§ THE TASK
Retype everything from the line that contains "the tree line, one" down to the line that contains "[[183, 190]]", including both of those lines, and copy each line exactly.

(Location labeling records)
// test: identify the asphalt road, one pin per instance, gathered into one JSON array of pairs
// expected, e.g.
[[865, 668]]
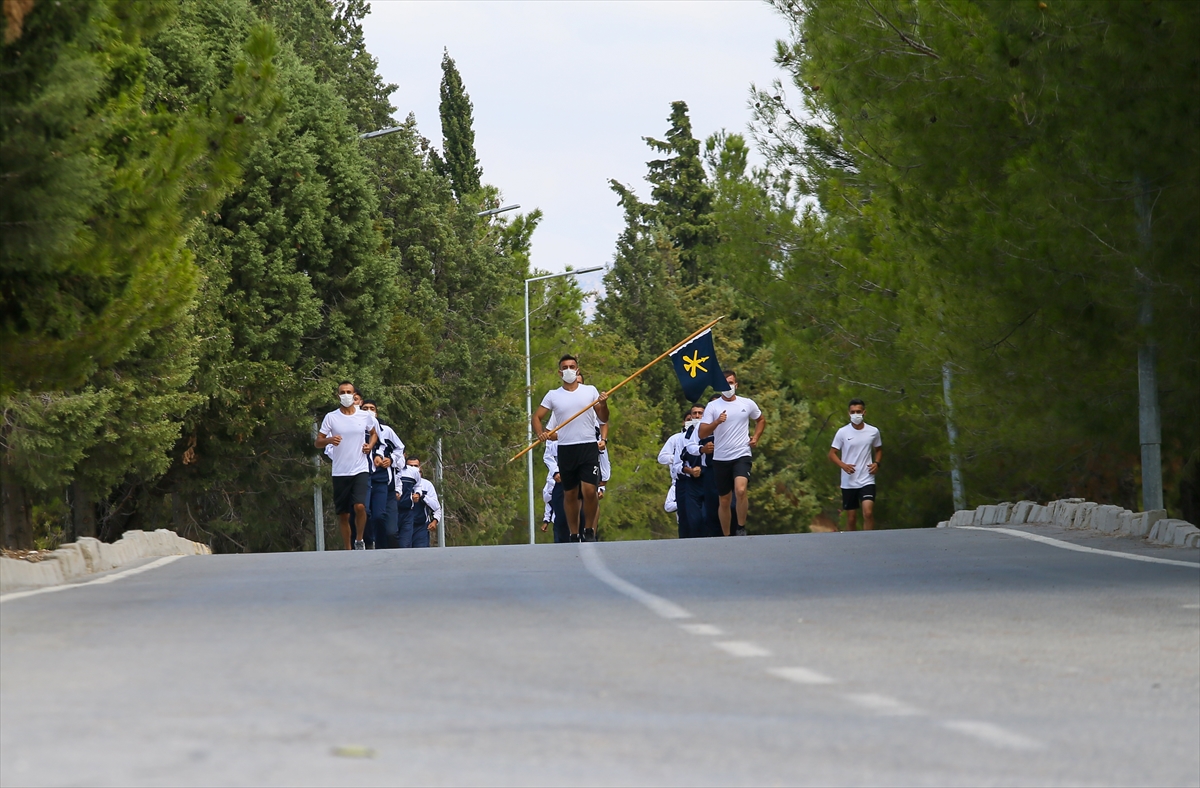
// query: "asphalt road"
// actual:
[[897, 657]]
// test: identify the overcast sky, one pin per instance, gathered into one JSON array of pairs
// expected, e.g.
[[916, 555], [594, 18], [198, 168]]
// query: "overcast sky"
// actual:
[[564, 92]]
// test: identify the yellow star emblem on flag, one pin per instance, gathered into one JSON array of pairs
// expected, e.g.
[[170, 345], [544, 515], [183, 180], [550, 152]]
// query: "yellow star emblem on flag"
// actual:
[[694, 362]]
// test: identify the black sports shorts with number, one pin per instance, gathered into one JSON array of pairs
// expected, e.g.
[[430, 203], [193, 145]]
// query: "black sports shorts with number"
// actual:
[[853, 498], [349, 491], [724, 470], [579, 463]]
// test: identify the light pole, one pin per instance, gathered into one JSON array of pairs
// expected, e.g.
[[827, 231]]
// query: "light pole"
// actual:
[[533, 535]]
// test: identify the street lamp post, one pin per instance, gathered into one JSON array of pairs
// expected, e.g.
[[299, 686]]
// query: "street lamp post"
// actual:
[[533, 535]]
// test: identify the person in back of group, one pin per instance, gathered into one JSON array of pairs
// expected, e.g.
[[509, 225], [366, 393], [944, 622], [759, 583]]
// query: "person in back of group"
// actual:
[[353, 433], [387, 457], [426, 507], [693, 476], [851, 451], [579, 455], [727, 420]]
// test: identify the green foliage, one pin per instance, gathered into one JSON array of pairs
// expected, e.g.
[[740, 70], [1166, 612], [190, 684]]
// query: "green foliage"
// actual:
[[967, 181], [457, 161], [101, 184]]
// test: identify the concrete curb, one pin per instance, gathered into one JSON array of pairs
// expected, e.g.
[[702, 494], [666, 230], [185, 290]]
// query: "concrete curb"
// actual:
[[1079, 513], [89, 555]]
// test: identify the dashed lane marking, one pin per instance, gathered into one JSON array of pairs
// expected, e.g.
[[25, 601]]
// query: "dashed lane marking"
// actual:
[[882, 704], [991, 734], [1079, 548], [742, 648], [595, 566], [702, 629], [801, 675], [99, 581]]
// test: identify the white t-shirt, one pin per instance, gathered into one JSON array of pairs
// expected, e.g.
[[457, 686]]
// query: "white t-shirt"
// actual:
[[857, 447], [347, 456], [732, 438], [564, 404]]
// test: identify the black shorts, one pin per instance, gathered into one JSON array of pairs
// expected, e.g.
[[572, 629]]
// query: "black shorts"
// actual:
[[726, 469], [349, 491], [579, 463], [852, 498]]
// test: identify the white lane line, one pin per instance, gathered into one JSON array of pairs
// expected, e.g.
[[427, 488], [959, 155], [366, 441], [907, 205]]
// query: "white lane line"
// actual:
[[1078, 548], [993, 734], [882, 705], [742, 648], [707, 630], [801, 675], [99, 581], [595, 565]]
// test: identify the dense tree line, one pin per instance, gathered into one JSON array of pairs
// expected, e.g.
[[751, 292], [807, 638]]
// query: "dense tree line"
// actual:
[[972, 215]]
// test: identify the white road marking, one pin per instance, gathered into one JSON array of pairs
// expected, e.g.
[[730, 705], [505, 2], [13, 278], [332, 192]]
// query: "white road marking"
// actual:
[[991, 734], [99, 581], [742, 648], [595, 565], [701, 629], [882, 705], [1079, 548], [801, 675]]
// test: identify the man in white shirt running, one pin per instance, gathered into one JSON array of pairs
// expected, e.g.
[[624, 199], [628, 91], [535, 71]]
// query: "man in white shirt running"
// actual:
[[352, 433], [851, 451], [727, 420], [579, 453]]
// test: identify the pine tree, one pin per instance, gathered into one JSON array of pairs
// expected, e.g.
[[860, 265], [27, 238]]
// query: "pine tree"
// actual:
[[457, 161]]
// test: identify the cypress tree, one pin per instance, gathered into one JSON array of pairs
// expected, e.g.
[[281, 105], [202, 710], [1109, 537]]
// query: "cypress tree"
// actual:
[[457, 161]]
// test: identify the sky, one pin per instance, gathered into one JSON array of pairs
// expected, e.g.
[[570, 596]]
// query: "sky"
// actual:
[[565, 91]]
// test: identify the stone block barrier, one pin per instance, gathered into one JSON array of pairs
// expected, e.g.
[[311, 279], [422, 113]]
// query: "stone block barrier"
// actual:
[[90, 555], [1079, 513]]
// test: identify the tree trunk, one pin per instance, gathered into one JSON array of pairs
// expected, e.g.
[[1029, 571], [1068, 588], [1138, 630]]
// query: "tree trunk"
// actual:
[[16, 510], [83, 510]]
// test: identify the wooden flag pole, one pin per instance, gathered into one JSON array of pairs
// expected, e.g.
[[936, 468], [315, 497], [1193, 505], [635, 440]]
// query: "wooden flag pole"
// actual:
[[557, 427]]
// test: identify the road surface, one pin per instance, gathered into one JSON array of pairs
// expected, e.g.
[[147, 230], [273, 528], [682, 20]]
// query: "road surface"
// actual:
[[925, 657]]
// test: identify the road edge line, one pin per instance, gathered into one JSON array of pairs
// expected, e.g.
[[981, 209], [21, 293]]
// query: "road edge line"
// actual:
[[99, 581], [1078, 548]]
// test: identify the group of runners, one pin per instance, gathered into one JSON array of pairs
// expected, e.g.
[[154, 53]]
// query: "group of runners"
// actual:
[[379, 495], [382, 500]]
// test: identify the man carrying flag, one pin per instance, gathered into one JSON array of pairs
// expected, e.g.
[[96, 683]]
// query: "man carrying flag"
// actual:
[[579, 455], [727, 420]]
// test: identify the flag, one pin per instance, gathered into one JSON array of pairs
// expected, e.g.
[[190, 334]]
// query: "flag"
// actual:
[[697, 368]]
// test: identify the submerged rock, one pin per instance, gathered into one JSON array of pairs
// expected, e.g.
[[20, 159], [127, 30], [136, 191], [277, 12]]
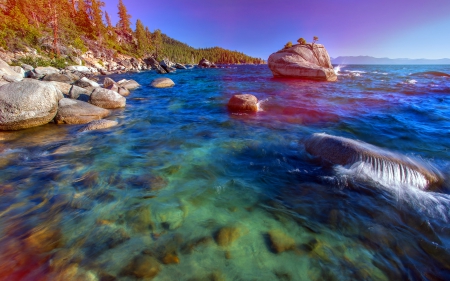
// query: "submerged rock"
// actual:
[[142, 266], [107, 99], [243, 102], [98, 125], [382, 163], [308, 61], [227, 235], [280, 242], [27, 104], [78, 112], [162, 83]]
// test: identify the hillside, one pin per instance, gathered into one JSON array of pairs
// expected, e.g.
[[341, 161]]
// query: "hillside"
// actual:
[[61, 30]]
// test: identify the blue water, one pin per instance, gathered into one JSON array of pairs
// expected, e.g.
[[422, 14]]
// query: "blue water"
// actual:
[[180, 168]]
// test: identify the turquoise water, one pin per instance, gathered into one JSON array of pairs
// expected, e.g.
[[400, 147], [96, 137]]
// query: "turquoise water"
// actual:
[[182, 189]]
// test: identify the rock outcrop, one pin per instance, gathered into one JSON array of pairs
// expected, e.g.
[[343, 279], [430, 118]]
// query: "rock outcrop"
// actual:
[[98, 125], [380, 163], [307, 61], [27, 104], [78, 112], [108, 99], [162, 83], [245, 102]]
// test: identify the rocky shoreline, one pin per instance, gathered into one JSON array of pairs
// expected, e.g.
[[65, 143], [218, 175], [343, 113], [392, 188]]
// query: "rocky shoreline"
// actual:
[[31, 97]]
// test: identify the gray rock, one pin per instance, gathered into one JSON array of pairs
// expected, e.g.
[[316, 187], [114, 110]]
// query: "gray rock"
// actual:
[[27, 67], [204, 63], [58, 78], [79, 68], [27, 104], [303, 61], [12, 78], [86, 83], [78, 112], [180, 66], [98, 125], [107, 99], [129, 84], [40, 72], [154, 65], [19, 70], [245, 102], [162, 83], [108, 82]]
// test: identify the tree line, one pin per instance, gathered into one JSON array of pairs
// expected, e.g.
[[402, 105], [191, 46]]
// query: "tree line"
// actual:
[[60, 27]]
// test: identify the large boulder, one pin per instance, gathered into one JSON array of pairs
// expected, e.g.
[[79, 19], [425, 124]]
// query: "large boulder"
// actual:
[[78, 68], [167, 65], [27, 104], [107, 99], [86, 83], [98, 125], [41, 71], [307, 61], [376, 161], [78, 112], [129, 84], [204, 63], [245, 102], [162, 83], [58, 77], [151, 62]]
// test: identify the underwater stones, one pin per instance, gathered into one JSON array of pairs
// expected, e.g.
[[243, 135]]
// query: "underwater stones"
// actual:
[[142, 266], [382, 163], [227, 235], [245, 102], [307, 61], [139, 219], [78, 112], [107, 99], [129, 84], [162, 83], [280, 242], [27, 104], [44, 239], [170, 258], [98, 125]]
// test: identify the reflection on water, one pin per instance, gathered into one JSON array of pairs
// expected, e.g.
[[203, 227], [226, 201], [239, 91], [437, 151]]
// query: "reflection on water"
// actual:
[[183, 190]]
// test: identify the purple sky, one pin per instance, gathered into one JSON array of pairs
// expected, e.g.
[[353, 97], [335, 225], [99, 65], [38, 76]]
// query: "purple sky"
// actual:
[[379, 28]]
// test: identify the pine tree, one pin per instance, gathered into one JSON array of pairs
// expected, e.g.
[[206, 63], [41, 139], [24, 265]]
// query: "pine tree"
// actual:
[[142, 46], [124, 18]]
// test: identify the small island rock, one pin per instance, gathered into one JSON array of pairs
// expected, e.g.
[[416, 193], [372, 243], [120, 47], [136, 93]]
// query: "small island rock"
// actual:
[[108, 99], [162, 83], [307, 61], [98, 125], [245, 102], [27, 104], [78, 112]]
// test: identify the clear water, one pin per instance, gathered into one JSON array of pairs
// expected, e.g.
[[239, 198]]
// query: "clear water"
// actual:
[[179, 169]]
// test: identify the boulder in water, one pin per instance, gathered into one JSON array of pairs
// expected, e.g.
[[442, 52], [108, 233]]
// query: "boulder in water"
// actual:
[[108, 99], [98, 125], [245, 102], [383, 164], [78, 112], [27, 104], [307, 61], [162, 83]]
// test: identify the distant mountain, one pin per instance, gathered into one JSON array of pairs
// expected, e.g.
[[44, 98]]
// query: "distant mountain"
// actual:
[[372, 60]]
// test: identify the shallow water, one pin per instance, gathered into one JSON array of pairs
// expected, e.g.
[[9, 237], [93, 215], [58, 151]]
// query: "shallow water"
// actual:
[[184, 190]]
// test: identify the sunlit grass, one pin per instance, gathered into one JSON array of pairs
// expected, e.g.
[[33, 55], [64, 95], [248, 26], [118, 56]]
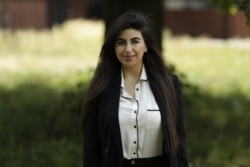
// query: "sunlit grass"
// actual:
[[216, 65]]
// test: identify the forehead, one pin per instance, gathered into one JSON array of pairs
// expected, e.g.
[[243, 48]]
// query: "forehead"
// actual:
[[129, 33]]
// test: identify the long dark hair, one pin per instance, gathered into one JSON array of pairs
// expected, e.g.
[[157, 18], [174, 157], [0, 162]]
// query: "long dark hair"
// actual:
[[158, 74]]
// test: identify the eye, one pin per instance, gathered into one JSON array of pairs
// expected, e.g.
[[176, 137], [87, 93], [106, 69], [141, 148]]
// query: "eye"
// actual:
[[120, 42], [135, 41]]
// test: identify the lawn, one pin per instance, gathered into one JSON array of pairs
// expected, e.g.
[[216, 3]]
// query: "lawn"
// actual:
[[44, 75]]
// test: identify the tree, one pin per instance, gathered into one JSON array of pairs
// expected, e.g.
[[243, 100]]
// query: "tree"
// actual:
[[114, 8], [233, 6]]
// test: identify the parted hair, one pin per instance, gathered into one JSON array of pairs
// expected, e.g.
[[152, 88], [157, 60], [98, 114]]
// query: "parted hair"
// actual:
[[159, 77]]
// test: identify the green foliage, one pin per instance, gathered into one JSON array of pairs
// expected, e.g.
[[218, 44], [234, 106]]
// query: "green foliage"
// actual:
[[232, 6], [41, 94]]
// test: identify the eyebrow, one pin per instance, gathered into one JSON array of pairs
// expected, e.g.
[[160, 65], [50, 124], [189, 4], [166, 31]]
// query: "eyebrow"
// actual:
[[134, 38]]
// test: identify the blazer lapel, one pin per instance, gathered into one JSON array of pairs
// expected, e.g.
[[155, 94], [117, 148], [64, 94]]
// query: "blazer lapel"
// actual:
[[113, 93]]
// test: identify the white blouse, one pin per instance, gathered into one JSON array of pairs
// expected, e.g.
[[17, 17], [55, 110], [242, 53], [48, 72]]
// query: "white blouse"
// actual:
[[140, 121]]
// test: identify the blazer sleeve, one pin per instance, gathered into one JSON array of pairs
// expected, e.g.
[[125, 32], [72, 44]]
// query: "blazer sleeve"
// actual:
[[181, 152], [91, 142]]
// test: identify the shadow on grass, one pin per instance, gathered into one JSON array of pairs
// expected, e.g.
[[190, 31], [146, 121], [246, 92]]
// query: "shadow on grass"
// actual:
[[40, 126]]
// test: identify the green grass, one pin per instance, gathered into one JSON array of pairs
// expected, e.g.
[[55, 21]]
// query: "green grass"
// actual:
[[44, 75]]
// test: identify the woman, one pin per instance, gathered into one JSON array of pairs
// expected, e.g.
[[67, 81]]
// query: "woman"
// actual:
[[132, 115]]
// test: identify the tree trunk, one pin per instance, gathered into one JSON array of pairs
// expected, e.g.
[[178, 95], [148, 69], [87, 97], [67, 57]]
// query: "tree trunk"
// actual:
[[114, 8]]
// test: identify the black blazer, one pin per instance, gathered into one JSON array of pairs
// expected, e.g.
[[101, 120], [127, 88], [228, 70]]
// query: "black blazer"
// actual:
[[102, 146]]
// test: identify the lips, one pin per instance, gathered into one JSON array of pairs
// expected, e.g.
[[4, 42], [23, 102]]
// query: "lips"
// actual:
[[129, 57]]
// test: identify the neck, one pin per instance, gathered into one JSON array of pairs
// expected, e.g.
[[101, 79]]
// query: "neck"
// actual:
[[132, 72]]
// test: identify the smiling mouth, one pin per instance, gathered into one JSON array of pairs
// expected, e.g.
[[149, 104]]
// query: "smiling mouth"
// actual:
[[129, 57]]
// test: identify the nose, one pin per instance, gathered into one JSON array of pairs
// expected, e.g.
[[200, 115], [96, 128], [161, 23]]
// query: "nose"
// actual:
[[128, 48]]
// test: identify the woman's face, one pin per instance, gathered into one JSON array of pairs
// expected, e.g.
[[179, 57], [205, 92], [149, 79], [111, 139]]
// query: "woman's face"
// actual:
[[130, 48]]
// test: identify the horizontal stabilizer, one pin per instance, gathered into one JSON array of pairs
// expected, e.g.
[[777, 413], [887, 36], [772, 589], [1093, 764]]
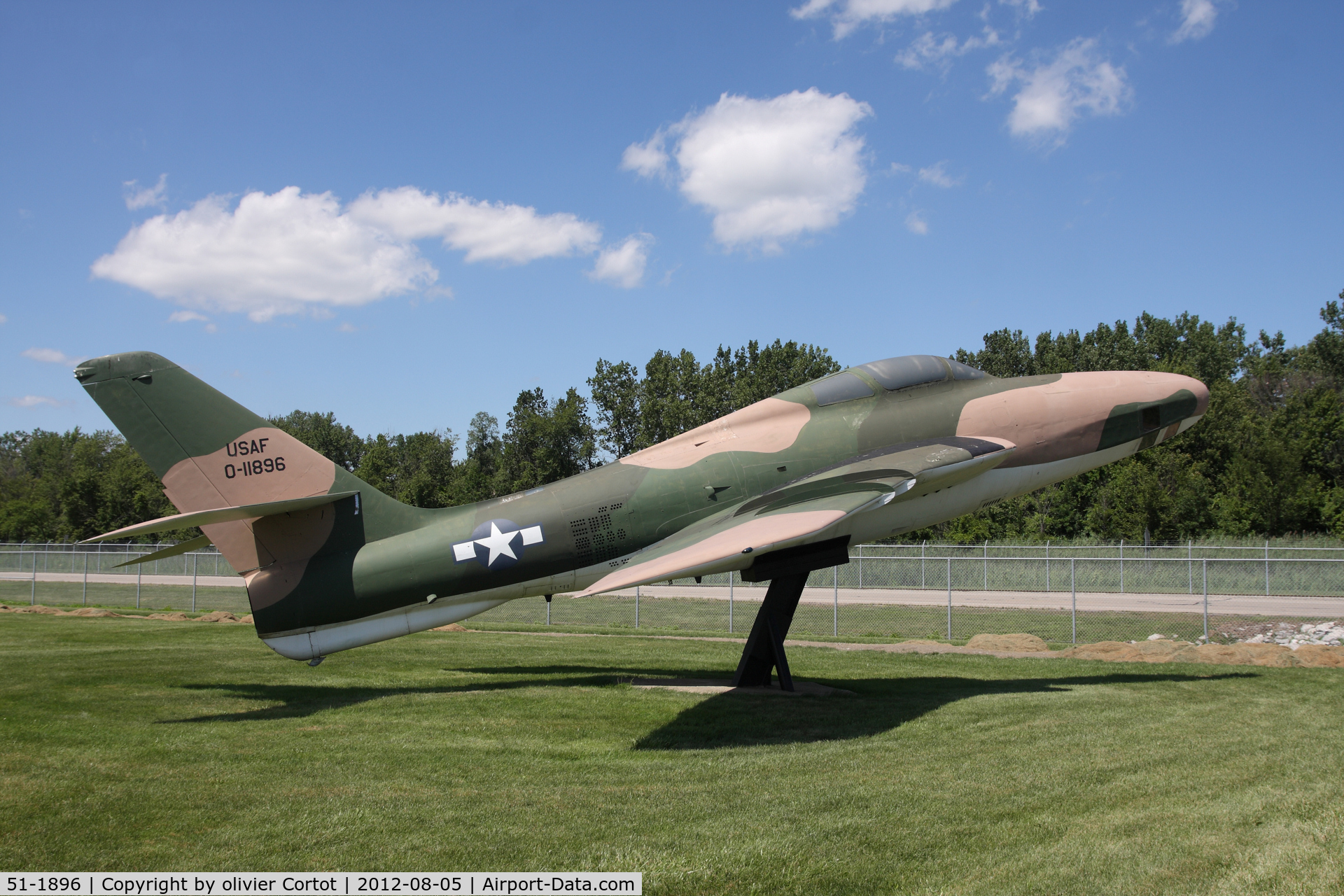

§ RESULT OF THIS TASK
// test: identify the tree line, one pin per instance, gathered into one JSON array of pairs
// expected, e.g.
[[402, 105], [191, 46]]
// query: "tree line"
// actual:
[[60, 27]]
// test: identify the large boulder, one pin per instance, gathered into one JSON array of pairs
// expected, e.g.
[[79, 19], [425, 124]]
// query: "large boulder"
// actual:
[[78, 68], [167, 65], [27, 104], [107, 99], [86, 83], [98, 125], [41, 71], [307, 61], [376, 161], [78, 112], [129, 84], [204, 63], [245, 102], [162, 83], [58, 77], [151, 62]]
// test: identify the underwater stones, one pin per instance, gathered into one JSON array of pairs
// expected, e.g.
[[243, 135]]
// query: "underwater stones"
// actual:
[[142, 266], [382, 163], [227, 235], [245, 102], [307, 61], [139, 219], [78, 112], [107, 99], [129, 84], [162, 83], [280, 242], [27, 104], [44, 239], [170, 258], [98, 125]]
// test: identify the reflection on water, one pin per instance, gathered into one JSON array of pairs
// expected, e.g.
[[203, 227], [226, 201], [239, 91], [437, 151]]
// query: "reflection on water"
// actual:
[[183, 190]]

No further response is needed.